■ Input records
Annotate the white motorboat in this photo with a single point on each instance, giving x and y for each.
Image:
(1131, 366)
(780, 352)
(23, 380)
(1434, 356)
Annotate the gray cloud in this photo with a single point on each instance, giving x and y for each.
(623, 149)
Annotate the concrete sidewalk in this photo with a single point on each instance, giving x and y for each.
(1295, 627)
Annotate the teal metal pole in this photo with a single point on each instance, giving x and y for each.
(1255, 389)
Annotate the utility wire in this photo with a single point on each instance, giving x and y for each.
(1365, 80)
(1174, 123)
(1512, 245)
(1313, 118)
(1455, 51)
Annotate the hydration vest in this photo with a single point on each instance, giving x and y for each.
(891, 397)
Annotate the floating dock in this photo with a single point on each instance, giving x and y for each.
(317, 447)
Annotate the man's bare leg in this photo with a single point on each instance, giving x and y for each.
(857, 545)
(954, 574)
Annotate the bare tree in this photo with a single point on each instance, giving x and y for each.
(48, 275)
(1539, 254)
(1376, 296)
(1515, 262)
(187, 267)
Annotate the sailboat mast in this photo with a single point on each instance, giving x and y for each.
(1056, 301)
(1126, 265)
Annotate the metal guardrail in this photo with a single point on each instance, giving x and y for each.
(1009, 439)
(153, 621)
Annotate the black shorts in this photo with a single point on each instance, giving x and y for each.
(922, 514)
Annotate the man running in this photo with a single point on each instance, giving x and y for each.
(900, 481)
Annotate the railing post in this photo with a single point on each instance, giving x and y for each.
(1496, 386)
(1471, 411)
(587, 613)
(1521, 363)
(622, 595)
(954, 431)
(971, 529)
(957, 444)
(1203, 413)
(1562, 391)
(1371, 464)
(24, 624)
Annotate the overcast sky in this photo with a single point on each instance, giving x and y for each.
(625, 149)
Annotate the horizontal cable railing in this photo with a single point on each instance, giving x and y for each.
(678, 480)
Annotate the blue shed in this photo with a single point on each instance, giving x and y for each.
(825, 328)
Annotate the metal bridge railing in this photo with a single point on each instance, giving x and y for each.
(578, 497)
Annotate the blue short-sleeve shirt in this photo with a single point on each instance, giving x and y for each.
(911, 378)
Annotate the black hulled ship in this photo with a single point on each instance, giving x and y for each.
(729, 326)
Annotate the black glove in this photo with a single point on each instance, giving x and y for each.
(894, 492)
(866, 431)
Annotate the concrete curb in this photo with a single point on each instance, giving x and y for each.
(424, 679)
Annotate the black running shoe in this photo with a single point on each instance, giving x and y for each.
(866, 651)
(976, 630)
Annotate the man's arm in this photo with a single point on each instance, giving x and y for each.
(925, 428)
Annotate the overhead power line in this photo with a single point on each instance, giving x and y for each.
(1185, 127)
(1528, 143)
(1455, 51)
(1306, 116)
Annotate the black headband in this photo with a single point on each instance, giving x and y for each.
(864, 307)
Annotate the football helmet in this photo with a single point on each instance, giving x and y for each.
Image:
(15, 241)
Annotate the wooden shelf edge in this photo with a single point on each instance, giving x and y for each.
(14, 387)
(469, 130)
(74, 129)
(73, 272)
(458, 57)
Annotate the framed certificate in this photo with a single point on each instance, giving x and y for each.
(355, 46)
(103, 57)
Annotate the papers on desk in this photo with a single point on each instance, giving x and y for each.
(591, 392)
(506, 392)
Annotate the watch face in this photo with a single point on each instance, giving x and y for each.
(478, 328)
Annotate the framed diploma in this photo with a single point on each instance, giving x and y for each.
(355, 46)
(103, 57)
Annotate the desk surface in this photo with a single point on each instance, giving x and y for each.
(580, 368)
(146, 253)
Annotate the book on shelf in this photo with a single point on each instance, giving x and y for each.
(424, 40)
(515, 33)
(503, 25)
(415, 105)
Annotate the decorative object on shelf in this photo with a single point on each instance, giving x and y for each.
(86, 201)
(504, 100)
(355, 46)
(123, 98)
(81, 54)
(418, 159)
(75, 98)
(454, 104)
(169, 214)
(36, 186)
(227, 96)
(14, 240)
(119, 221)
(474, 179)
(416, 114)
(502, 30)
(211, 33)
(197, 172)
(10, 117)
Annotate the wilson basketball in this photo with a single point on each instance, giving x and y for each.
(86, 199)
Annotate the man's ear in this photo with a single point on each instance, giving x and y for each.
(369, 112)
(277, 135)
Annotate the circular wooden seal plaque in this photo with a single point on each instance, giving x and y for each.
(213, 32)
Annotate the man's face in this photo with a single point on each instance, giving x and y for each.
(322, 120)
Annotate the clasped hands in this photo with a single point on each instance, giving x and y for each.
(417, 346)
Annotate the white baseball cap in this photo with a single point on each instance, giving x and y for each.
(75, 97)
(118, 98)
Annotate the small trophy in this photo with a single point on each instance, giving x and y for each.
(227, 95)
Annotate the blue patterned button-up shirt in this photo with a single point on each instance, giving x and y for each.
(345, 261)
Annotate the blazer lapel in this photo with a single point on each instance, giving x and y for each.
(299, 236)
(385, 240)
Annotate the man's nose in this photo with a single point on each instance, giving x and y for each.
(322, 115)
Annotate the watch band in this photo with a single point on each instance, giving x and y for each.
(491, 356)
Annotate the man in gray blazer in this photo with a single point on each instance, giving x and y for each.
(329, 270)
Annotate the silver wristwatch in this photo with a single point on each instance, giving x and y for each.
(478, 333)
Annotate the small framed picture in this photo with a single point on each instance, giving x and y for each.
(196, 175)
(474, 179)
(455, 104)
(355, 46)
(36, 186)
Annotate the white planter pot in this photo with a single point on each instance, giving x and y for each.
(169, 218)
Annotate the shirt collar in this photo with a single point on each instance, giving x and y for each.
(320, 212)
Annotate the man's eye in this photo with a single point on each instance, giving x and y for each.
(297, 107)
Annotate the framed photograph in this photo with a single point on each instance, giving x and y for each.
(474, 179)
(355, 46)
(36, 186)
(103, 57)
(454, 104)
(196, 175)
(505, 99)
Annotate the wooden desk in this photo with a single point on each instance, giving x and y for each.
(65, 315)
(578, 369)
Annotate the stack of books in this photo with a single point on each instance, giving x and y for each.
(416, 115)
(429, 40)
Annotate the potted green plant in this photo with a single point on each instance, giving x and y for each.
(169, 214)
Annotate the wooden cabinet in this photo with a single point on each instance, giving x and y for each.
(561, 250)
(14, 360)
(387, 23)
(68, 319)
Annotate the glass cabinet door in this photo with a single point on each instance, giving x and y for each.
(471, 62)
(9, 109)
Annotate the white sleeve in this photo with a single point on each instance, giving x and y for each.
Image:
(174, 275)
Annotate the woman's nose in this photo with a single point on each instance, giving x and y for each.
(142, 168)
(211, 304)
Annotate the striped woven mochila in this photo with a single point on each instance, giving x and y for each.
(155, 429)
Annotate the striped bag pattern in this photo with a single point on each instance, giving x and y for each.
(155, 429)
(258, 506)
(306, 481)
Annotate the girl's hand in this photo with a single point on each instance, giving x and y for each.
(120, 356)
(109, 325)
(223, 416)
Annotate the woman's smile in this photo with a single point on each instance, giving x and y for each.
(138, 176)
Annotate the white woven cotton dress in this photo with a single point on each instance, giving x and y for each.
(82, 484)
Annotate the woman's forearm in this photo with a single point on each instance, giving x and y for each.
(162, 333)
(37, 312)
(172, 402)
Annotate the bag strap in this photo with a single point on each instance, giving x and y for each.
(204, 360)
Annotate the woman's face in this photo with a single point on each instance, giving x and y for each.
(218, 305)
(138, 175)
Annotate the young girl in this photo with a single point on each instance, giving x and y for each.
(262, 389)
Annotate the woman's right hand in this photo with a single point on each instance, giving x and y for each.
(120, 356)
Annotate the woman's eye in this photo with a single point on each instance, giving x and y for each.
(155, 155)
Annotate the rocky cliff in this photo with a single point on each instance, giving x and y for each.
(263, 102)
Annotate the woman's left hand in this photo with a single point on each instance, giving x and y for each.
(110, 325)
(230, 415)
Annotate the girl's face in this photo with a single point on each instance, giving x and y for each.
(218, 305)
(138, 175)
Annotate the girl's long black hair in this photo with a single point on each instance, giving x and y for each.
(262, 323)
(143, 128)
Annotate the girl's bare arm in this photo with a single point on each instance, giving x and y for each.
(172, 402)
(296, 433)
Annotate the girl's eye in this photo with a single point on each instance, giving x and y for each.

■ Problem to solve
Once you find the line containing "Annotate the girl's face", copy it and every line after it through the end of the records, exactly and nothing else.

■ Output for this exercise
Annotate the girl's face in this photo with a single point on each instance, giving x and y for each.
(218, 305)
(138, 175)
Annotate the girl's long black hair in this photo with a single point on each instance, giving x and y for each.
(262, 323)
(143, 128)
Annotate the girl's bare arm in this photo with a single point on each instance, giving x and y for each.
(172, 402)
(296, 433)
Annotate the girl's eye in this photo with a single point on each instance, giving x and y for each.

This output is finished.